_TASK INPUT_.

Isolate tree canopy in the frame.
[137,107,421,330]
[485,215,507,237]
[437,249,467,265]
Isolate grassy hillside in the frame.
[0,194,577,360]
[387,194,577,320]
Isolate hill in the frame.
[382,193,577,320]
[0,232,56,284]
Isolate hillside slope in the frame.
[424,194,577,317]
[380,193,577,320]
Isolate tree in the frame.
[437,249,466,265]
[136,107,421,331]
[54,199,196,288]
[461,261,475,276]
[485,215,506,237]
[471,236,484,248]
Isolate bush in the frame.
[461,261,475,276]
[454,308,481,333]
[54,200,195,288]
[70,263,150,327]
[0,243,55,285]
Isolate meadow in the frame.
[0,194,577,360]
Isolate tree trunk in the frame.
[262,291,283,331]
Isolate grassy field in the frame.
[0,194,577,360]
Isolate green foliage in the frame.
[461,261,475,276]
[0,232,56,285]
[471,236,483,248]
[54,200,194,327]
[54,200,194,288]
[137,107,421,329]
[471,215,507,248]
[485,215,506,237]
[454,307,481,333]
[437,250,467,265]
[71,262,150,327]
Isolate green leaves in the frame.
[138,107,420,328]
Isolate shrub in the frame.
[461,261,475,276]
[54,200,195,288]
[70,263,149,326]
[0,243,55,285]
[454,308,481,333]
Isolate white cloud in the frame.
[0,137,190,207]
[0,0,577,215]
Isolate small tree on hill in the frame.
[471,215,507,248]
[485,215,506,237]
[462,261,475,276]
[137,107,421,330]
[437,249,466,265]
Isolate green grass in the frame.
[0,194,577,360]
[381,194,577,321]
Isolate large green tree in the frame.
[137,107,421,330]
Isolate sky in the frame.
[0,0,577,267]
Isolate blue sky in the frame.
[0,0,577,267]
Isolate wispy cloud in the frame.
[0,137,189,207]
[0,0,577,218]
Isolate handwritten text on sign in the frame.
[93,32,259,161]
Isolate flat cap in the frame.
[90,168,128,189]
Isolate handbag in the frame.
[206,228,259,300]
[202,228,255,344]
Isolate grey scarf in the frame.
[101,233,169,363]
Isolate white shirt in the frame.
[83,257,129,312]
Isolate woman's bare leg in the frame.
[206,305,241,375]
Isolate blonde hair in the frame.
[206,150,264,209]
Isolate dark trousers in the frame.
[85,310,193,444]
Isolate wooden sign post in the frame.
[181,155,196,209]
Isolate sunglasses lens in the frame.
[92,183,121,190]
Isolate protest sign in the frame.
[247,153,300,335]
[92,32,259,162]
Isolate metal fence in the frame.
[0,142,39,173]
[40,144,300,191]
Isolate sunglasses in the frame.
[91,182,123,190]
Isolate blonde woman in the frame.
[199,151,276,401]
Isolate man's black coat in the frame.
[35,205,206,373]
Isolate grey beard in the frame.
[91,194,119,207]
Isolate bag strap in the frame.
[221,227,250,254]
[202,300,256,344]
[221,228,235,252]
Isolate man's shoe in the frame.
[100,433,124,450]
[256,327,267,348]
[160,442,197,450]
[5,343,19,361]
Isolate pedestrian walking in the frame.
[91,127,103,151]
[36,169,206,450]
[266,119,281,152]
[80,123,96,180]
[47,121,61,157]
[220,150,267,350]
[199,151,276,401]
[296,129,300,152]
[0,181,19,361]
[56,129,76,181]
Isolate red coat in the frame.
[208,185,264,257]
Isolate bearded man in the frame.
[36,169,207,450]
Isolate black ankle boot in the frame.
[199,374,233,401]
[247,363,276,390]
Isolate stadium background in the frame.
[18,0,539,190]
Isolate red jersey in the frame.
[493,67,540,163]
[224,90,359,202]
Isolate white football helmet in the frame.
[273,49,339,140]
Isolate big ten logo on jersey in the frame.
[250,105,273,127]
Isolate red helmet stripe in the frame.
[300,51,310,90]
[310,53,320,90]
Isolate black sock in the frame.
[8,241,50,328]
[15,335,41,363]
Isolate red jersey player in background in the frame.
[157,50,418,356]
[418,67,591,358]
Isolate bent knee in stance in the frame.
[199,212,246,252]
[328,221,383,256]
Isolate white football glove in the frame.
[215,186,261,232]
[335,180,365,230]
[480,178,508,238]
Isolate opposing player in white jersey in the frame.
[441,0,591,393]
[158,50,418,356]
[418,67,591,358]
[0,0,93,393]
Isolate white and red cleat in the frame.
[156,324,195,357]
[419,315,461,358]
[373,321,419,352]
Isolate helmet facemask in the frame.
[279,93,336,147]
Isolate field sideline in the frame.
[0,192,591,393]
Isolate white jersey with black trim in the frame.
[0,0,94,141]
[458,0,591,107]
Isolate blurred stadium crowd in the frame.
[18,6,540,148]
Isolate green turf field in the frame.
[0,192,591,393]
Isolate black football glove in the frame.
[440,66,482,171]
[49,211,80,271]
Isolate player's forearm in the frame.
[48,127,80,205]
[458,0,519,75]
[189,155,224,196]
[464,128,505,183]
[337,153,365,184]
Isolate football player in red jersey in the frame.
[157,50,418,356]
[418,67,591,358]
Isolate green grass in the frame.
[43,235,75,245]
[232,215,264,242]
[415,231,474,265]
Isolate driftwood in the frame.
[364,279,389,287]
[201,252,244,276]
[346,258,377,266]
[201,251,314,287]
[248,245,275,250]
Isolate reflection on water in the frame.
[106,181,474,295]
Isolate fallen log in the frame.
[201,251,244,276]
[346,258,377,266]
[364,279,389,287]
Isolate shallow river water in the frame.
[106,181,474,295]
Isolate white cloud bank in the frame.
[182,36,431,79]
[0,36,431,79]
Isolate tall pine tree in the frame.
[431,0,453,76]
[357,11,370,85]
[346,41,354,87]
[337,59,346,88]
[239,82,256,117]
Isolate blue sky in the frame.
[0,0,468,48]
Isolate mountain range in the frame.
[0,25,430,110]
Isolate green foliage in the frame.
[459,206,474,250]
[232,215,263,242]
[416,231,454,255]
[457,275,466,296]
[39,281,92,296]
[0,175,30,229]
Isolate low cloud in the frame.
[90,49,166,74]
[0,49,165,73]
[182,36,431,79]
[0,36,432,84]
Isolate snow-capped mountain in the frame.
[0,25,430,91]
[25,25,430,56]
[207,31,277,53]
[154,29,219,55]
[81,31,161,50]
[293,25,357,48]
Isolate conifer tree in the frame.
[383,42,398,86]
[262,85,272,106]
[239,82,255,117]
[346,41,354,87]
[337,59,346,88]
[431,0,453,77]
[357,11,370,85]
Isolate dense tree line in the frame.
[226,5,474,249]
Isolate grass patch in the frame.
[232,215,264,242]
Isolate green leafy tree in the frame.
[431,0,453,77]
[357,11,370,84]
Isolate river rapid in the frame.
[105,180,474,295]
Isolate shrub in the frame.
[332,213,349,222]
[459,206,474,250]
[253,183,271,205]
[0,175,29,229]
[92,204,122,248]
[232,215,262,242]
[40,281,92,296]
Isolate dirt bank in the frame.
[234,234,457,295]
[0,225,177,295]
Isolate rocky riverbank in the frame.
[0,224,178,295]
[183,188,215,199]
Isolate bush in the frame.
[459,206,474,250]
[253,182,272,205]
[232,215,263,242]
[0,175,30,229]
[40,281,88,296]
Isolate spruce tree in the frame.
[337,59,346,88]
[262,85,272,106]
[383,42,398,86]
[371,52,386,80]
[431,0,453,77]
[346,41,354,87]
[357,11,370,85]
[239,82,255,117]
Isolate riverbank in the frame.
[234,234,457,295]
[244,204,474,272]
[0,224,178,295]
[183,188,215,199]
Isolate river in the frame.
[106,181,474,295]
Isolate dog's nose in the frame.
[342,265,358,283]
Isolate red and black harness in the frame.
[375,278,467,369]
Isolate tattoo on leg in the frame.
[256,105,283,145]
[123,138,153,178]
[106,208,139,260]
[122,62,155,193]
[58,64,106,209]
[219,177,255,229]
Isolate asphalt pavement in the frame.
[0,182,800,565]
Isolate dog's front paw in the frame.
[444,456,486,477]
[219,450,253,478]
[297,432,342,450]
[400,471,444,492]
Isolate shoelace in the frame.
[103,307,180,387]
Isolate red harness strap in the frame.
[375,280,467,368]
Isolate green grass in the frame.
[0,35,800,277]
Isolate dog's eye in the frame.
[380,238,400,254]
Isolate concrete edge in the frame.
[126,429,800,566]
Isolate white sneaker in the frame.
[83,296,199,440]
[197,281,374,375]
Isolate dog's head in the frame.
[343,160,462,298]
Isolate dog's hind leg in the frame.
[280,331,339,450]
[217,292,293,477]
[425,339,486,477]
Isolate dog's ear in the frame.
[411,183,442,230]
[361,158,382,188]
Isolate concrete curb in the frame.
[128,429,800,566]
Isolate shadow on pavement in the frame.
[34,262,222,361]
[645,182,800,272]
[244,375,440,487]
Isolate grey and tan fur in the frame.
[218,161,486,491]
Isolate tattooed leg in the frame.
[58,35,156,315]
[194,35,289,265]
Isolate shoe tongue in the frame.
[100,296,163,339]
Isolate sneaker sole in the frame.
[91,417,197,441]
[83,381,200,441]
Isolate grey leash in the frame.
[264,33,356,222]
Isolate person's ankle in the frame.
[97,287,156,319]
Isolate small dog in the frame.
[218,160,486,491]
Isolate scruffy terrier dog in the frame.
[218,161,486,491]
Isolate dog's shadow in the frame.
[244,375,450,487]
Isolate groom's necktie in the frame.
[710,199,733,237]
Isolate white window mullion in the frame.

_REQUIREMENTS_. Convert the material into a numbered list, skipping any blank lines. Begin at the line that contains "Isolate blonde hair in the frame." and stop after the line that contains "[92,32,259,162]".

_OUTPUT BELOW_.
1. Isolate blonde hair in the frame.
2. [206,150,264,209]
3. Isolate dark trousers in the frame.
4. [85,310,193,444]
5. Isolate wooden sign post in the frame.
6. [181,155,196,209]
7. Isolate sunglasses lens in the frame.
8. [92,183,121,190]
9. Isolate protest sign in the frame.
10. [247,153,300,335]
11. [92,32,259,162]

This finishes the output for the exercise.